_DÉTAILS DE L'EXERCICE_
Reproduisez à l'identique le passage du texte sur Kant et les consignes sanitaires, soit tout ce qui va de « Il vous est » jusqu'à « sens de Kant ? ».

_TEXTE_
Antoine Grandjean : “Le principe de base du kantisme, c’est : ne jugez pas moralement, si ce n’est vous-même”
Il vous est arrivé de passer une soirée entre amis malgré le couvre-feu ou de retirer votre masque dans la rue sans y être autorisé ? Aussi compréhensibles soient-ils, ces petits écarts de conduite nous font souvent culpabiliser. Mais doit-on se reprocher de ne pas être moralement parfaits, dans la lutte contre le Covid ? Antoine Grandjean, professeur de philosophie contemporaine à l’université de Lille et auteur notamment de La Philosophie de Kant. Repères (Vrin, 2016), explique pourquoi Emmanuel Kant n’aurait pas forcément vu ces écarts d’un mauvais œil.
Respecter à la lettre les consignes sanitaires contre le Covid doit-il être considéré comme un « impératif catégorique » au sens de Kant ?

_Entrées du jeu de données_
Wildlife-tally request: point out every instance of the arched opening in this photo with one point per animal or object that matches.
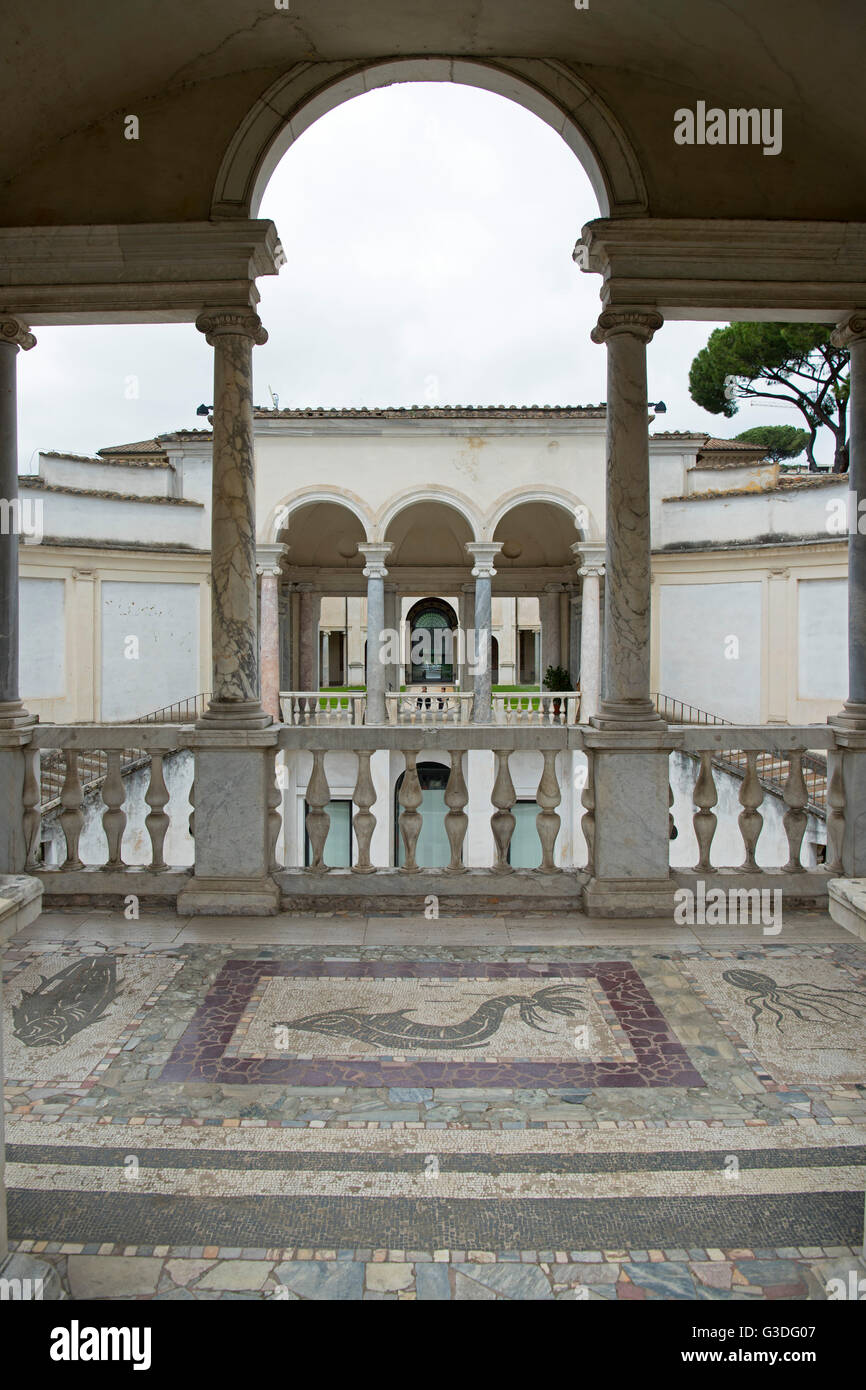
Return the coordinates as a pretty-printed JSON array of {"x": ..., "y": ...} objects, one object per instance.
[
  {"x": 433, "y": 849},
  {"x": 551, "y": 91},
  {"x": 433, "y": 627}
]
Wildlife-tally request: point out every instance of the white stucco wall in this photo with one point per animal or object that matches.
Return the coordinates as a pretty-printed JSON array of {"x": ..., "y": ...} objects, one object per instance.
[
  {"x": 699, "y": 623},
  {"x": 822, "y": 628},
  {"x": 42, "y": 638},
  {"x": 160, "y": 623}
]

_RÉPONSE_
Il vous est arrivé de passer une soirée entre amis malgré le couvre-feu ou de retirer votre masque dans la rue sans y être autorisé ? Aussi compréhensibles soient-ils, ces petits écarts de conduite nous font souvent culpabiliser. Mais doit-on se reprocher de ne pas être moralement parfaits, dans la lutte contre le Covid ? Antoine Grandjean, professeur de philosophie contemporaine à l’université de Lille et auteur notamment de La Philosophie de Kant. Repères (Vrin, 2016), explique pourquoi Emmanuel Kant n’aurait pas forcément vu ces écarts d’un mauvais œil.
Respecter à la lettre les consignes sanitaires contre le Covid doit-il être considéré comme un « impératif catégorique » au sens de Kant ?